■ INFORMATION GIVEN
★ ★ ★
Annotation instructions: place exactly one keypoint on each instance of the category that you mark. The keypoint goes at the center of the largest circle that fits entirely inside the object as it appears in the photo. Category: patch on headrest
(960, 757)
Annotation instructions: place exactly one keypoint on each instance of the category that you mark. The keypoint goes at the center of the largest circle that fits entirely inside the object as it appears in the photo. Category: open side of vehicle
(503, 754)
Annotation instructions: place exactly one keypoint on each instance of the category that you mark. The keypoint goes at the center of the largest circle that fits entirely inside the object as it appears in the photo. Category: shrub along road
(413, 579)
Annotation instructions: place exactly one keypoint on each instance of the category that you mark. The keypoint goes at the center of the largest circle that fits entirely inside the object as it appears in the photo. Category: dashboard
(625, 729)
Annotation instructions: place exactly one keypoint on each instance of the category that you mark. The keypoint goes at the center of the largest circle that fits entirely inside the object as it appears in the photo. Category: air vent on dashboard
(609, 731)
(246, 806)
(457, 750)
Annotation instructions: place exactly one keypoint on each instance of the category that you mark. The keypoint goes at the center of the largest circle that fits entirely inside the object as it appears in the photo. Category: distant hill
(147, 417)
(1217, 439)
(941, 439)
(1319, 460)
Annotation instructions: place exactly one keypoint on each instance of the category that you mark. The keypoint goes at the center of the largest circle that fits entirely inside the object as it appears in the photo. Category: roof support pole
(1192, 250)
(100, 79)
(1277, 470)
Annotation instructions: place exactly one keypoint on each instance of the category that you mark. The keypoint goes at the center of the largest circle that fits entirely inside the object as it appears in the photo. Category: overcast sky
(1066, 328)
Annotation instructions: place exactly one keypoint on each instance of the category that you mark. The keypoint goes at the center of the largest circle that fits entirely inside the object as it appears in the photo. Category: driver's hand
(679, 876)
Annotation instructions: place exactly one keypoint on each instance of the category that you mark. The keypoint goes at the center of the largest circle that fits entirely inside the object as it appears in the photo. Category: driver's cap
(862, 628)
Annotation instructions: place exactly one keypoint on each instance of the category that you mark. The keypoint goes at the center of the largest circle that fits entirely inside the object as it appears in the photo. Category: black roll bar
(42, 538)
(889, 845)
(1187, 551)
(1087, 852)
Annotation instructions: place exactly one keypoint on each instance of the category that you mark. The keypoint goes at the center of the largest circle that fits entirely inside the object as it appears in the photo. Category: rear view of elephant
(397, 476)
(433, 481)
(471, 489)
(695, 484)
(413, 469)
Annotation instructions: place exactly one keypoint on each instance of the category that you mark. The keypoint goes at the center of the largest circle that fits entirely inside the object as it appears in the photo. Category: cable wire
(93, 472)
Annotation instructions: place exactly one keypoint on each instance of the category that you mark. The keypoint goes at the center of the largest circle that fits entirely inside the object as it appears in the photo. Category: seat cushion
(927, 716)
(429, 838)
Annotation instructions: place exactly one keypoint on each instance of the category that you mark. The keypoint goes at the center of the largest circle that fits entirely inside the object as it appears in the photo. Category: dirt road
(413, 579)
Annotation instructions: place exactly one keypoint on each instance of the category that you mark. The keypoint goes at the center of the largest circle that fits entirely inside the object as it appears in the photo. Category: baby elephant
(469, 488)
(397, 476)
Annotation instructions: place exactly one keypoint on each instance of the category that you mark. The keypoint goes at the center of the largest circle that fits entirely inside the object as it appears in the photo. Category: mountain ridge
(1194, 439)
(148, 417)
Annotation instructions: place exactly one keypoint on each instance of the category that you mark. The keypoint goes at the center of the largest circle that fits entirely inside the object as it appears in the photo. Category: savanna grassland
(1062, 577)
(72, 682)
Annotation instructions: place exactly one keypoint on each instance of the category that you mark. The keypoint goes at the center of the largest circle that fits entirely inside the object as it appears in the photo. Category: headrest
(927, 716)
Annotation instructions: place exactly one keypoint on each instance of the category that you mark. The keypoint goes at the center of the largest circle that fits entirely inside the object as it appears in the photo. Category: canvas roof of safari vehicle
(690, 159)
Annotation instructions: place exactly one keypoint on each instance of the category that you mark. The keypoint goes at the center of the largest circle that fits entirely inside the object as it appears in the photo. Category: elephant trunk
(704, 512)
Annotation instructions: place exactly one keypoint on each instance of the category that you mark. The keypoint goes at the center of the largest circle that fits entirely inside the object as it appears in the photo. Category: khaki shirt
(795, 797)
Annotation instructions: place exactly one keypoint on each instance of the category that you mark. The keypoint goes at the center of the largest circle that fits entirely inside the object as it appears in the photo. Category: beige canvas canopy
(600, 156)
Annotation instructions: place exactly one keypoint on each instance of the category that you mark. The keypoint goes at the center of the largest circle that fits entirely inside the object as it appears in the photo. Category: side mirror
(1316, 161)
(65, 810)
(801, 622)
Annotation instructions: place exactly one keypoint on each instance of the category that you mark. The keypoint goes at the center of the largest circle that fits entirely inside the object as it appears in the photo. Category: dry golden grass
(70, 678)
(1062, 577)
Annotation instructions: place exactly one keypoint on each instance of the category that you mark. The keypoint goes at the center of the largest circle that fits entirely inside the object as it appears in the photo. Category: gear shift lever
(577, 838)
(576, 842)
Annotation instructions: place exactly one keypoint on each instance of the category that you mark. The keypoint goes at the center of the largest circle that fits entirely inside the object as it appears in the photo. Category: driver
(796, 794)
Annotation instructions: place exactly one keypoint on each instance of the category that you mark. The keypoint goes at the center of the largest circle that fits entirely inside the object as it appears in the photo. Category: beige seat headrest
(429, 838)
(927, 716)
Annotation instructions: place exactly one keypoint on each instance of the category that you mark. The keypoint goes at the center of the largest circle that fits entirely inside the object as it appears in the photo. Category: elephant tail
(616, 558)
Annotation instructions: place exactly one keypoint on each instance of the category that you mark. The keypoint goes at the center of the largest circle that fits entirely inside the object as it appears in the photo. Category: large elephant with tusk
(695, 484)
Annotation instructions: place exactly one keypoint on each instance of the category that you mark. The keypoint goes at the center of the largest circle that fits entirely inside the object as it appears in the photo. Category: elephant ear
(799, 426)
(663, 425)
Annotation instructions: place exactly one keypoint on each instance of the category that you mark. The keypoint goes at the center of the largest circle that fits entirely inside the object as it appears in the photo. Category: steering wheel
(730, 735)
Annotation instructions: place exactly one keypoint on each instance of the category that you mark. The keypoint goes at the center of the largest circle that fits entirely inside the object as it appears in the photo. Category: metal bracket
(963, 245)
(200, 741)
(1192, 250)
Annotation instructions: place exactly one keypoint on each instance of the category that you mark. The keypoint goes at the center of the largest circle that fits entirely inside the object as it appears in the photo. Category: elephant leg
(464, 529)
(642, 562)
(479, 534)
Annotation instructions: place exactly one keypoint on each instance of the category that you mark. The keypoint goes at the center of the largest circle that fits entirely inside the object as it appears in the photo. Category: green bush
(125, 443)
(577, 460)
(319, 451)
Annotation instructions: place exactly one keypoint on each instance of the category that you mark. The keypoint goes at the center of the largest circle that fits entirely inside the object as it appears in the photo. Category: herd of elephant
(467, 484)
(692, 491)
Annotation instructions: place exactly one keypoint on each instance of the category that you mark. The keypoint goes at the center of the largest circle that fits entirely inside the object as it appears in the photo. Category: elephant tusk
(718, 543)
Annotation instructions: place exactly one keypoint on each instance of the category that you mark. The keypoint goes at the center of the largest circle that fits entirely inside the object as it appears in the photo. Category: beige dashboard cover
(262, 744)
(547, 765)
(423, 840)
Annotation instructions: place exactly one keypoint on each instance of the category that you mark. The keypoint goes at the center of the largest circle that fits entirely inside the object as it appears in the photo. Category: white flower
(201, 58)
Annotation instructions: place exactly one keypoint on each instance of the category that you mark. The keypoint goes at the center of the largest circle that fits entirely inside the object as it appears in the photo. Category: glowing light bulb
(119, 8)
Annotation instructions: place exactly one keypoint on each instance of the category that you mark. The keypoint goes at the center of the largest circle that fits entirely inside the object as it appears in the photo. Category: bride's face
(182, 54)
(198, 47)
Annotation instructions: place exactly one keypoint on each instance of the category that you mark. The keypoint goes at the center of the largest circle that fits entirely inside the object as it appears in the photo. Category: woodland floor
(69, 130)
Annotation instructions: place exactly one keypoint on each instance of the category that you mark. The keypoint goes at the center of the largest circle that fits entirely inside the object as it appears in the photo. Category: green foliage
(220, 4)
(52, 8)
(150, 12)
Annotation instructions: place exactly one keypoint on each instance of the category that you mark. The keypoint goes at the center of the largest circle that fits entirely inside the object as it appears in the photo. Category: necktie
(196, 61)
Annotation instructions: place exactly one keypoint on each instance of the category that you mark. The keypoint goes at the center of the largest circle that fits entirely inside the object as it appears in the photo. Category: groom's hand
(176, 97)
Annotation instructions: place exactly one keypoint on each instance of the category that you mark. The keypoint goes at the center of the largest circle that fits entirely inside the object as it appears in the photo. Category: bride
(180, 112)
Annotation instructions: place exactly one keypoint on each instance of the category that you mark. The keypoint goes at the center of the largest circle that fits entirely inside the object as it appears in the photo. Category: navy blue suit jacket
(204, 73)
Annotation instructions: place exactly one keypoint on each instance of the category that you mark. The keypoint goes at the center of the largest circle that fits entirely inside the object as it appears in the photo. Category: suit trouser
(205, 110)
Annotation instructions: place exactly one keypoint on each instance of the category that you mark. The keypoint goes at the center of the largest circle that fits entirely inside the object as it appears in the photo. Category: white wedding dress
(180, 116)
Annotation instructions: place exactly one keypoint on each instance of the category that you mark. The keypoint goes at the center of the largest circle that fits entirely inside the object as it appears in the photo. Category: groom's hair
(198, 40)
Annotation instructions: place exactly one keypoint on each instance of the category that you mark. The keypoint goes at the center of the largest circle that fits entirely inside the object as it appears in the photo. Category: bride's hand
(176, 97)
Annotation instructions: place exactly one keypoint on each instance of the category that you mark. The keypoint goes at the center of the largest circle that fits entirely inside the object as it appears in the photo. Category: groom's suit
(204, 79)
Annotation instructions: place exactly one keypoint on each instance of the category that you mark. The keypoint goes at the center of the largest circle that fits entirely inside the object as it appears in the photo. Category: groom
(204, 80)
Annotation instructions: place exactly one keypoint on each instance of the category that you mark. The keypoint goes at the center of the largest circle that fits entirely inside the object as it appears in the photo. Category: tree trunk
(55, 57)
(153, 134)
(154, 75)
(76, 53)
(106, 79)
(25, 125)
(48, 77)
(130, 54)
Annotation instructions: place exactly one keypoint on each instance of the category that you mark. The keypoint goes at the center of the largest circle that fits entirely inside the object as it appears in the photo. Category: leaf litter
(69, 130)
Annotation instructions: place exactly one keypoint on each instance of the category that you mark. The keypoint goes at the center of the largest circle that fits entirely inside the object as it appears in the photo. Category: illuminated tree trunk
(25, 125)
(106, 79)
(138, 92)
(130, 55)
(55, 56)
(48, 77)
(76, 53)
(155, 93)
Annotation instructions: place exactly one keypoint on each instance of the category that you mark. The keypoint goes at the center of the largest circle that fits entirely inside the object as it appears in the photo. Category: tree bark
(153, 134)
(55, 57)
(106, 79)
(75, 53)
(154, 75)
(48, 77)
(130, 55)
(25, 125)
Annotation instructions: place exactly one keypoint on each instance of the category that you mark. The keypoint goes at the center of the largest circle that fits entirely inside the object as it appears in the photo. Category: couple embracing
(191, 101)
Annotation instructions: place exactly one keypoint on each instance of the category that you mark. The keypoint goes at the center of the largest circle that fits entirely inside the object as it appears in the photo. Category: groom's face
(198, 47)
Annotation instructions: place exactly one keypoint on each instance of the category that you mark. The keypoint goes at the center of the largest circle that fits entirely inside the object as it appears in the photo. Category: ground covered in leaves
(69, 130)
★ ★ ★
■ TASK OBJECTIVE
Using the material above, reproduce exactly the line that contains "Category: tree trunk" and all lines after it through the last one, and only those.

■ THE RESULT
Annotation instructions: place exactly one keypoint on each instance of the category that you mark. The keypoint goes at the center of the largest circle that fits entirely inside the object as it appears in the photo. Category: tree trunk
(55, 57)
(153, 134)
(154, 75)
(76, 53)
(106, 79)
(25, 125)
(48, 77)
(130, 54)
Annotation instructions: place exactly one keypoint on each instance of the category that you mark. The keypoint goes at the center of the largest circle that fits entirely inside the object as it appears in the photo. Category: leaf litter
(69, 130)
Annotation instructions: place exactly one keypoint on each instance of the category that you mark. The keypoint goes at the center of the largest circle that fits entirely inside the object as it appears in the photo. Category: illuminated tree trunk
(25, 125)
(106, 79)
(138, 92)
(130, 55)
(55, 56)
(48, 77)
(76, 53)
(155, 93)
Annotation instructions: place exactly one keypoint on each instance of the category that you mark. The keypoint goes at the center of the largest circle that fits entirely inside the object as it appears in the photo. Category: tree bark
(153, 134)
(55, 57)
(106, 79)
(75, 53)
(154, 75)
(48, 77)
(130, 55)
(25, 125)
Annotation instructions: place exactly one keypoint on each instance of the category that you mark. The keypoint goes at the center of the largest circle that fits entirely inside the object as it appears in the photo. Category: couple embracing
(191, 101)
Annotation instructions: place exactly one keypoint on each instance of the category that you mark. The keypoint goes at the center of the largest circle that fits entirely inside the object as it appears in the photo. Category: groom's face
(198, 47)
Annotation instructions: place exactly one keypoint on each instance of the category that you mark. The keypoint goes at the center of the largest circle that fits entirely inside the object as it appears in the photo. Category: ground covered in leaves
(69, 130)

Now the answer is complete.